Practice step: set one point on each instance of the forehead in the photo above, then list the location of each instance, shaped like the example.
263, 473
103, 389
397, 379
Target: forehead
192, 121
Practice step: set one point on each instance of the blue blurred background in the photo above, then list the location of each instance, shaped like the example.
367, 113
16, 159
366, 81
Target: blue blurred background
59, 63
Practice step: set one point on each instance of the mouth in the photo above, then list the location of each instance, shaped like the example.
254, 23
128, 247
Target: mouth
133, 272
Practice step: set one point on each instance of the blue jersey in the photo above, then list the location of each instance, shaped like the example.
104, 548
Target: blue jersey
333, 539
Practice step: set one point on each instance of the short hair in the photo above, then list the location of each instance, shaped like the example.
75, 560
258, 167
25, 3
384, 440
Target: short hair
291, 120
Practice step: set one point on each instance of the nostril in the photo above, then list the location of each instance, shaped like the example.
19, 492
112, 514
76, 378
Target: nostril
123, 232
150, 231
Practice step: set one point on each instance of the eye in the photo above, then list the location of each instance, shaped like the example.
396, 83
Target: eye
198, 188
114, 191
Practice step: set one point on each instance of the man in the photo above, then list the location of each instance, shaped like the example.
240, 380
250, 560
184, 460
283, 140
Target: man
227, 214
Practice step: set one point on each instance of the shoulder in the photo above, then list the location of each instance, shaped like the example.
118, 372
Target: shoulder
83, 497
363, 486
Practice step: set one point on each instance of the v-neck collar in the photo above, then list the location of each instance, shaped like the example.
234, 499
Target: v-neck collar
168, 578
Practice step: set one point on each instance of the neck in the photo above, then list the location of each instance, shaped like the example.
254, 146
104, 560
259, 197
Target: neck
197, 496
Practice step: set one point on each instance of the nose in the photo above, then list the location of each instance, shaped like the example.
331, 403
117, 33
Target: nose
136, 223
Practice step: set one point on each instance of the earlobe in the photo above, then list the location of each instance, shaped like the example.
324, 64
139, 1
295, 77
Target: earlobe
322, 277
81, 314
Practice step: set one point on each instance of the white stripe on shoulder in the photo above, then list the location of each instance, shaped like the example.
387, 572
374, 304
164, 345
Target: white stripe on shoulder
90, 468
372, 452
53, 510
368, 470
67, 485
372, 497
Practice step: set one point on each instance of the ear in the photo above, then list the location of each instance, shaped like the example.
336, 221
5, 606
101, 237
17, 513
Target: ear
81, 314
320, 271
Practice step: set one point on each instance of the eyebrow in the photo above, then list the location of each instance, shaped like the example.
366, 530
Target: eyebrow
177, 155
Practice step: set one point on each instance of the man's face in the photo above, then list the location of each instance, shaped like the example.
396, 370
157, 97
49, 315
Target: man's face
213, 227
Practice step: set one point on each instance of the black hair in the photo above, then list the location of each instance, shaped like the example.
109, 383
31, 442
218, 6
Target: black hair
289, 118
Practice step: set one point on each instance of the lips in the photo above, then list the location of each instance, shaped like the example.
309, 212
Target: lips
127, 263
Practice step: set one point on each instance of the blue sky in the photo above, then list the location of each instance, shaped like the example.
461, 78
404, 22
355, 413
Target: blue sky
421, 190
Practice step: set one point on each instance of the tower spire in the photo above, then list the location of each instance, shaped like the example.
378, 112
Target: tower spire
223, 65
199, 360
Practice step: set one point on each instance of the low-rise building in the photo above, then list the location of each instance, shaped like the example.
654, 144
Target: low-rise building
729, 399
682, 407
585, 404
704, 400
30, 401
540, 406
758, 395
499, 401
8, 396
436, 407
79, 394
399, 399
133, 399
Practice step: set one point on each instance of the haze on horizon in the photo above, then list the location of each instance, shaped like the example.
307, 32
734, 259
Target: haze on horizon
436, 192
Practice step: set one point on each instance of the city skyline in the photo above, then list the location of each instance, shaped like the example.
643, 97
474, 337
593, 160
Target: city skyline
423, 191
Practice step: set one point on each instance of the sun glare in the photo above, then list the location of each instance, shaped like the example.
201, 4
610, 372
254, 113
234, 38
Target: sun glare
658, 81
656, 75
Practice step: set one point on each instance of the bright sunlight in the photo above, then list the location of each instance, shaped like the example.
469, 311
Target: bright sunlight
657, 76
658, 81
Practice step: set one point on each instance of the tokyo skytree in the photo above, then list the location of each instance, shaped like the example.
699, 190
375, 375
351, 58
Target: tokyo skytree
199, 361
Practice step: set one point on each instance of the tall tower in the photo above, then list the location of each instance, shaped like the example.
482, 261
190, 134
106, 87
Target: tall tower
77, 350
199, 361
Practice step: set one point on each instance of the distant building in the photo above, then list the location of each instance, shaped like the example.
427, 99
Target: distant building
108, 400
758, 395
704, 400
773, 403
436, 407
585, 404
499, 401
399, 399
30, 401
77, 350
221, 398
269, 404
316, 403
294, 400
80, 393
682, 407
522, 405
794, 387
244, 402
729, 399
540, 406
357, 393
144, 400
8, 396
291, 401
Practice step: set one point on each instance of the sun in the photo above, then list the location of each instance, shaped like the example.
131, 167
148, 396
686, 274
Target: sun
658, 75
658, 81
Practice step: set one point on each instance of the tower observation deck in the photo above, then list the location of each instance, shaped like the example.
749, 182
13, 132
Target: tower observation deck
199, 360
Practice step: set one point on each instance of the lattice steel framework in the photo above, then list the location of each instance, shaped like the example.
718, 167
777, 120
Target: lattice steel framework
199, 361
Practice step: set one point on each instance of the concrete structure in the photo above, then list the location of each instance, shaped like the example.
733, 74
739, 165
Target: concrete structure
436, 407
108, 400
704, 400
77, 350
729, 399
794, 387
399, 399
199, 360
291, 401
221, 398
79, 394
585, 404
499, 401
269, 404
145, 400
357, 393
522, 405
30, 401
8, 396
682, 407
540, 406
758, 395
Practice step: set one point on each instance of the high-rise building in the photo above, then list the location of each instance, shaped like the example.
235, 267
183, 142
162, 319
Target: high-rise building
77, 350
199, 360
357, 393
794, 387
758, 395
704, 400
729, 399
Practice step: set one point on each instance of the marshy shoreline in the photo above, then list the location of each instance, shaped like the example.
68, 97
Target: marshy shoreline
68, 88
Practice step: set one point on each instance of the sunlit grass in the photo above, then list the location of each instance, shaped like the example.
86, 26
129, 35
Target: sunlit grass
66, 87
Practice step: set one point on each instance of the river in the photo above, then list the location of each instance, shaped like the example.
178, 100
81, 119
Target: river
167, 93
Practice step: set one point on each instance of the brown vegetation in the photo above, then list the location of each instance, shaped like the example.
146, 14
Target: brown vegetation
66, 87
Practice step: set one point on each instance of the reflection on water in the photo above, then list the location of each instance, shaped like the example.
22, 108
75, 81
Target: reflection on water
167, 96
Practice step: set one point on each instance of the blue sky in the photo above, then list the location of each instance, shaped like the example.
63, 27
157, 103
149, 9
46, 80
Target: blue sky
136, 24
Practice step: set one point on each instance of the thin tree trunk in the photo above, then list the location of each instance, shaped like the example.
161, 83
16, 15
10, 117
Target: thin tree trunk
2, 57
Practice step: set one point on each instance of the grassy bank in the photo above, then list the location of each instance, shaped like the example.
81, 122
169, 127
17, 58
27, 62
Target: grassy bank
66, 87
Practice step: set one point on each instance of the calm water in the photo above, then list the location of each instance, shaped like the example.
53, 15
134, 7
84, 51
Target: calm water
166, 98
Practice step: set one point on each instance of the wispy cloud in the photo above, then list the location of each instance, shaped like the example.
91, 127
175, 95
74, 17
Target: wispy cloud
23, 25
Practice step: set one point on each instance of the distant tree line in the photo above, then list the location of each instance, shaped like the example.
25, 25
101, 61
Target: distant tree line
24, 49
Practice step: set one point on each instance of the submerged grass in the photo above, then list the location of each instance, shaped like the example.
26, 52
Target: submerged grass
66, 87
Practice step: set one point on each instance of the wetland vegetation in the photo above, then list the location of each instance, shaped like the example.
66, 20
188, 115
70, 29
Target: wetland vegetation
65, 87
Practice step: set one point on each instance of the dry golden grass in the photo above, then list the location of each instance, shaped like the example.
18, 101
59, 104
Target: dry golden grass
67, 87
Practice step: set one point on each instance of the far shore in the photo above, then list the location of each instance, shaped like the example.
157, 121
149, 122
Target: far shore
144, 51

==

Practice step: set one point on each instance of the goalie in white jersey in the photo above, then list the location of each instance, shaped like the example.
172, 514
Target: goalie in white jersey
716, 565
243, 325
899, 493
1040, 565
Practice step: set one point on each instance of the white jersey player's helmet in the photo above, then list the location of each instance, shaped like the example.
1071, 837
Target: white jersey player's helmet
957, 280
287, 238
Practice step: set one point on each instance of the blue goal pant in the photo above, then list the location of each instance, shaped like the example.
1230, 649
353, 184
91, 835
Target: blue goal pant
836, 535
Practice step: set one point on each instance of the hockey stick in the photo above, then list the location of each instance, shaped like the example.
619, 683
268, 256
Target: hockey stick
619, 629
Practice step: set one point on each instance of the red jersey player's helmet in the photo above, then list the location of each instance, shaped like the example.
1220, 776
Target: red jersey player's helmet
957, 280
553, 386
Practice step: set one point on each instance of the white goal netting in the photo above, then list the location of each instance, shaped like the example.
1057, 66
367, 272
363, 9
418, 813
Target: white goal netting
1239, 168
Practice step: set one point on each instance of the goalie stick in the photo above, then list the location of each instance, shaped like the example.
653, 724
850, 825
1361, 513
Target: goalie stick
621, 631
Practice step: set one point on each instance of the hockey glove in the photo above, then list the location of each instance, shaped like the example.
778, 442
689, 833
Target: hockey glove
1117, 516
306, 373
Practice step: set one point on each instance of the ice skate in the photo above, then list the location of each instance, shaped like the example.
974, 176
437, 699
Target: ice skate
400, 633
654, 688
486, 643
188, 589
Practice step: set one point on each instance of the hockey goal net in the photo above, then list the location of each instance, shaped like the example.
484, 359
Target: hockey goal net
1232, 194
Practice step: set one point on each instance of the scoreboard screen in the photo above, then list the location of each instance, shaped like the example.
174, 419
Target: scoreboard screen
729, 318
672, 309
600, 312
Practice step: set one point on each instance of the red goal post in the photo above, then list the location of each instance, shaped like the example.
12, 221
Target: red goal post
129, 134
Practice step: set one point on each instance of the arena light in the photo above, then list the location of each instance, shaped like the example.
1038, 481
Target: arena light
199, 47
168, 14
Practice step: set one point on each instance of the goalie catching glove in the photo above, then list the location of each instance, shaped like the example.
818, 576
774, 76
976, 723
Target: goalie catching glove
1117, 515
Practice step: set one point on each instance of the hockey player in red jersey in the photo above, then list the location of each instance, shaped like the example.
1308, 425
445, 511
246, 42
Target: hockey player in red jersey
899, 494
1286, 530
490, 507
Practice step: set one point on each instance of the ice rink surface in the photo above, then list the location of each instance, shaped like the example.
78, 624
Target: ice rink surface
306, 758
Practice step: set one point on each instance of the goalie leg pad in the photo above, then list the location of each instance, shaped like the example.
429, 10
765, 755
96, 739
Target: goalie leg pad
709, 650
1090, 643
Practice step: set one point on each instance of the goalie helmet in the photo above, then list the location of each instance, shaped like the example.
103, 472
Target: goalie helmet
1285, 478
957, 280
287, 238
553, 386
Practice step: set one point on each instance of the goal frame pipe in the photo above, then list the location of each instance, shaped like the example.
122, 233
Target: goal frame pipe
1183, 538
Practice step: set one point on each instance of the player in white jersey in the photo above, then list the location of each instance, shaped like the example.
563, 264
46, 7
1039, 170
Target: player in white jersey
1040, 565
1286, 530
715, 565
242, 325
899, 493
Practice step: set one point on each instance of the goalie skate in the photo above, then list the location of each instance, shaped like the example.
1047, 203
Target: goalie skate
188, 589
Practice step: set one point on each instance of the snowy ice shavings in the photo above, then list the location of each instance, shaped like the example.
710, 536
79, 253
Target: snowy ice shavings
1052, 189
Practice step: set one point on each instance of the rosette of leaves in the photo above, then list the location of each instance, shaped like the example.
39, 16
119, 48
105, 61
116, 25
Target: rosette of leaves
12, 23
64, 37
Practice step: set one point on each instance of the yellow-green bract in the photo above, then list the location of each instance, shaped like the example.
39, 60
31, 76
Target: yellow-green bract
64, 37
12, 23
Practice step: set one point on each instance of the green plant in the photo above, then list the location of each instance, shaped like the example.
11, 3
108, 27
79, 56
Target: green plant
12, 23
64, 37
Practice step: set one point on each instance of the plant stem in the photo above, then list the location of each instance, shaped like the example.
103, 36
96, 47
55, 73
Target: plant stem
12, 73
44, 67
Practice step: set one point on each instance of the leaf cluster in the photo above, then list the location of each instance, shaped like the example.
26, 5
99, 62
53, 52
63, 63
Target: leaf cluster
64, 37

• Exercise:
Which lines in the items above contain the string "stem"? Pick out each of those lines and copy it.

• Exercise output:
Practice step: set one point on each instance of the plant stem in the photo above, then list the location of each instance, shaped like the example.
Target: plant stem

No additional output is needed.